# [Gestellte Aufgabe]
Gib das gesamte folgende Material Zeile für Zeile unverändert wieder. Lass die Bilder dabei weg.
----
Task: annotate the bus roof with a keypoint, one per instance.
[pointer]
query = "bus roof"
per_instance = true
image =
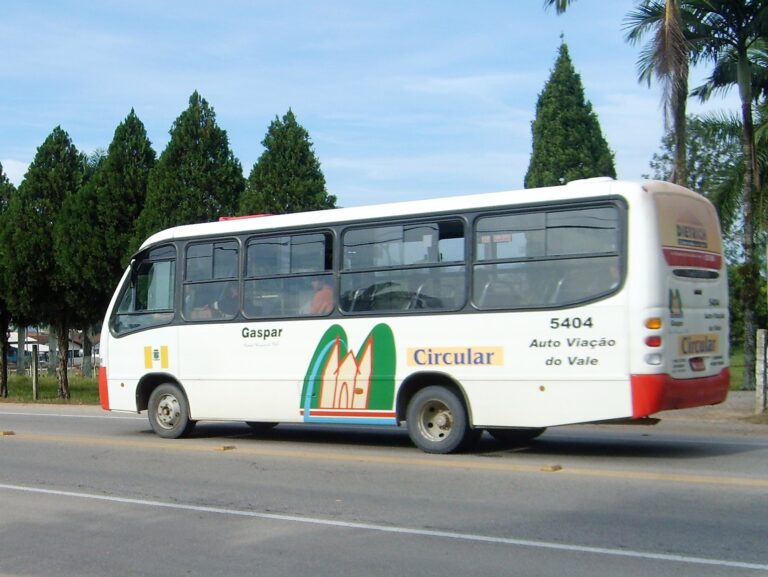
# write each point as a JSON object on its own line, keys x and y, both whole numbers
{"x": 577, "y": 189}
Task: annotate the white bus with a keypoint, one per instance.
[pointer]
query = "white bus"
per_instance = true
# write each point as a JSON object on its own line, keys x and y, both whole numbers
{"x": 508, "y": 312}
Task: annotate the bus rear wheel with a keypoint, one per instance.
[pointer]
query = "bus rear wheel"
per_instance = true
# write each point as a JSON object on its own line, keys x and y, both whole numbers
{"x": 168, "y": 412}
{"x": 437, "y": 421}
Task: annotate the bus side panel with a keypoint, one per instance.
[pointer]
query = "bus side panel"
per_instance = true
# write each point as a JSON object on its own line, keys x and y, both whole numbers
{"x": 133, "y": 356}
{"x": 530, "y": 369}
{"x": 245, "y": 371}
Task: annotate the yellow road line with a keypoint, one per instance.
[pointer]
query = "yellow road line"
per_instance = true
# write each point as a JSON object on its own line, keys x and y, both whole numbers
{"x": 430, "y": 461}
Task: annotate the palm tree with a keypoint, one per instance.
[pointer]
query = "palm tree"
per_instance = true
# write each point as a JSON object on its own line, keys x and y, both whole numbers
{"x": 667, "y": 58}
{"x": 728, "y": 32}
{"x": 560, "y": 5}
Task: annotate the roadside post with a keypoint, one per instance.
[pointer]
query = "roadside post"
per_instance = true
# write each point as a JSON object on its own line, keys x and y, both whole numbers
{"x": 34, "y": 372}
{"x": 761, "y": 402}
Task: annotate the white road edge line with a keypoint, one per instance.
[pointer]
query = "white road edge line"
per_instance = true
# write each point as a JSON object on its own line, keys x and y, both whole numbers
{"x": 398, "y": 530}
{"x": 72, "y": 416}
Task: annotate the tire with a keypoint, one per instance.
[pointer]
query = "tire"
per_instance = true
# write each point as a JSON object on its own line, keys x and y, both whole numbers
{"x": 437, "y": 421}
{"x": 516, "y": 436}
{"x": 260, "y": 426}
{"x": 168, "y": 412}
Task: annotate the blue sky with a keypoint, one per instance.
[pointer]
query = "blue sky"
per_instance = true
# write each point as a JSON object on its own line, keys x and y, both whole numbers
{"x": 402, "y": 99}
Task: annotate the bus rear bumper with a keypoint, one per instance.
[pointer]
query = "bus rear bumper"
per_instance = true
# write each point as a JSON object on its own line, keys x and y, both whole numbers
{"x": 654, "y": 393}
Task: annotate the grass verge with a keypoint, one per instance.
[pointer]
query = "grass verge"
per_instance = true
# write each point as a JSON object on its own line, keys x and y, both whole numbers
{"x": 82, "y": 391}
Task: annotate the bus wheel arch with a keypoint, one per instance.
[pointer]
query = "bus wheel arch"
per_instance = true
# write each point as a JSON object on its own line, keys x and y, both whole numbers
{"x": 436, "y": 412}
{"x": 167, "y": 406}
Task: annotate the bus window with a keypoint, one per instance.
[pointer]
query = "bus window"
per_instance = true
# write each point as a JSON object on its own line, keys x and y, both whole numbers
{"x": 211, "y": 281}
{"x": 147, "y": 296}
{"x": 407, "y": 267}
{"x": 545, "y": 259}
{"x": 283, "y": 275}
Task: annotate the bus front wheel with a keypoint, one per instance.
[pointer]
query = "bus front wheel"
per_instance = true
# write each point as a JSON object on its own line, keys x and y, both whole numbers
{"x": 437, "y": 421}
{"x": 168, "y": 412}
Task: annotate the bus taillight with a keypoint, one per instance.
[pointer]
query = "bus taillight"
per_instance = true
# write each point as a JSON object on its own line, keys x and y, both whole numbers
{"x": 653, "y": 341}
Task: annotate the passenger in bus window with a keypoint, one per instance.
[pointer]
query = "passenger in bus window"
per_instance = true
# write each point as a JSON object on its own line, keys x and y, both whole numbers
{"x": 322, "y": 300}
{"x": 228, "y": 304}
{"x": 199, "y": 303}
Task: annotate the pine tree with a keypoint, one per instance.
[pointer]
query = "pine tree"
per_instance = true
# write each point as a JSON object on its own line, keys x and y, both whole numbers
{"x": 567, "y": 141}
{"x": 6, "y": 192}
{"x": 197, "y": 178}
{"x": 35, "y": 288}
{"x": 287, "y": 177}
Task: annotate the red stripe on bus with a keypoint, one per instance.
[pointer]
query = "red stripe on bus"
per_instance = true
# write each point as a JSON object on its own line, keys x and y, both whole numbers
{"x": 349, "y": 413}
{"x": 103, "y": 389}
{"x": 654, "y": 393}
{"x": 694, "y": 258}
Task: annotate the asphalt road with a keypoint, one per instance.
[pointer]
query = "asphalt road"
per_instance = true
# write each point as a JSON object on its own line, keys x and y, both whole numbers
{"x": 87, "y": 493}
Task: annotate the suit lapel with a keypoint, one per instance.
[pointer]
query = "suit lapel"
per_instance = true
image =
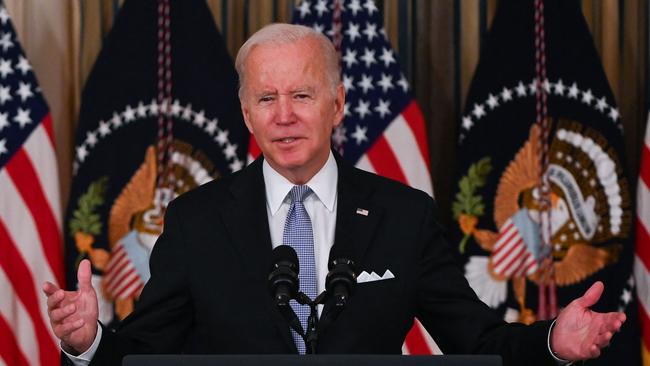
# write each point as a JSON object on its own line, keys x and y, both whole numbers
----
# [Lösung der Übung]
Task: annotate the bus roof with a keypoint, one per instance.
[pointer]
query = "bus roof"
per_instance = true
image =
# write each point as a JSON object on its own line, keys x and y, both whole numbers
{"x": 577, "y": 189}
Task: annotate the white bus with a keypoint, one per instance.
[pointer]
query = "white bus"
per_instance = true
# write each point as a JSON object on its own line, keys x and y, both whole numbers
{"x": 508, "y": 312}
Task: annotate the bus rear wheel with a keypoint, one per instance.
[pointer]
query = "bus rear wheel"
per_instance = true
# write each point as a JSON object on its own line, keys x and y, both whole numbers
{"x": 168, "y": 412}
{"x": 437, "y": 421}
Task: annotate the bus side panel with a keypoint, one per instance.
[pointer]
query = "bus side panel"
per_instance = true
# write each point as a JSON object on its own line, keys x and y, both whole numbers
{"x": 133, "y": 356}
{"x": 530, "y": 369}
{"x": 245, "y": 371}
Task: annotate the yellow road line with a keypoint, one per instance.
[pointer]
query = "yellow road line"
per_instance = true
# write each point as a JSON object on its own line, keys x and y, both whole numbers
{"x": 430, "y": 461}
Task: annotate the palm tree with a keypoint, one per instance.
[pointer]
query = "palm tree"
per_instance = true
# write each point as a JSON object on its own line, keys x and y, both whole numbers
{"x": 667, "y": 58}
{"x": 728, "y": 32}
{"x": 560, "y": 5}
Task: annotate the roadside post with a keypoint, one per instance.
[pointer]
query = "roadside post"
per_instance = true
# write each point as a JSON object on its own line, keys x and y, both whole numbers
{"x": 34, "y": 372}
{"x": 761, "y": 402}
Task: annotate the white road edge line with a keypoint, one per instance.
[pointer]
query = "white road edge line"
per_instance = true
# write each point as a JSON object on its own line, keys x and y, both whole numbers
{"x": 398, "y": 530}
{"x": 72, "y": 416}
Task: annotate the tire with a keypoint, one per instance.
[pointer]
query = "tire"
per_instance = true
# write each point as a JSON object on its own line, keys x and y, both whole numbers
{"x": 437, "y": 421}
{"x": 516, "y": 436}
{"x": 260, "y": 426}
{"x": 168, "y": 412}
Task: annotate the blue sky with a keypoint, one per instance.
[pointer]
query = "blue sky"
per_instance = true
# write each point as a JSON object on its own line, keys x and y, both whole numbers
{"x": 402, "y": 99}
Task: annotate the bus rear bumper with a keypoint, one per instance.
[pointer]
query = "bus rear bumper"
per_instance = true
# write each point as a JSON object on its own line, keys x and y, both whole numbers
{"x": 654, "y": 393}
Task: annotate the grass verge with a keypoint, one per instance.
[pointer]
query = "grass verge"
per_instance = true
# write each point as a JSON object on its own line, keys x and y, both whole numbers
{"x": 82, "y": 391}
Task: annotate the bus wheel arch with a keypoint, one per instance.
[pointer]
query = "bus wheel arch"
per_instance = true
# write each point as a JSON object on its own line, keys x and y, both whole numbers
{"x": 436, "y": 412}
{"x": 167, "y": 406}
Task: annotate the bus window with a keypoint, one per instance.
[pointer]
query = "bus window"
per_instance = true
# write each point as a JSON object on its own line, keys x and y, both whole numbers
{"x": 211, "y": 281}
{"x": 147, "y": 296}
{"x": 407, "y": 267}
{"x": 545, "y": 259}
{"x": 283, "y": 275}
Task: annotate the bus front wheel with a keypoint, one per instance.
[pointer]
query = "bus front wheel"
per_instance = true
# write each point as a JSON object on its own line, keys x and y, both whole numbers
{"x": 437, "y": 421}
{"x": 168, "y": 412}
Task: annotate the bus taillight with a keypoint, one per instance.
[pointer]
query = "bus taillight"
per_instance = true
# write each point as a JSON object on its own line, keys x and y, both whole numbers
{"x": 653, "y": 341}
Task: annotate the passenger in bus window with a keypoint, one per instance.
[pointer]
query = "passenger in bus window"
per_instance = true
# write each point as a JSON object on its own line, keys x and y, both whole numbers
{"x": 322, "y": 300}
{"x": 228, "y": 304}
{"x": 199, "y": 303}
Task: annotate the pine tree with a keypoint, one per instance.
[pointer]
query = "pine tree"
per_instance = true
# write each point as a JSON object on its own line, keys x and y, both whole numbers
{"x": 567, "y": 141}
{"x": 6, "y": 192}
{"x": 197, "y": 178}
{"x": 35, "y": 288}
{"x": 287, "y": 177}
Task: annotate the red stripe on bus with a keypoint, one per instance.
[pointer]
query = "red stripe on bus"
per_instance = true
# write each point as a JSON object on its own line, keys x and y, both whole numbers
{"x": 349, "y": 413}
{"x": 103, "y": 389}
{"x": 654, "y": 393}
{"x": 694, "y": 258}
Task: annotate the asphalt road with a keypoint, one per instance.
[pointer]
query = "asphalt road"
per_instance = true
# write each point as a JSON object on its own line, keys x and y, both whole numbers
{"x": 87, "y": 493}
Task: annotate the suit lapel with a keypoint, one per instance.
[pointer]
query = "suit lapel"
per_instance = true
image =
# write each point as a JSON object on its own line, keys x and y, both whole numbers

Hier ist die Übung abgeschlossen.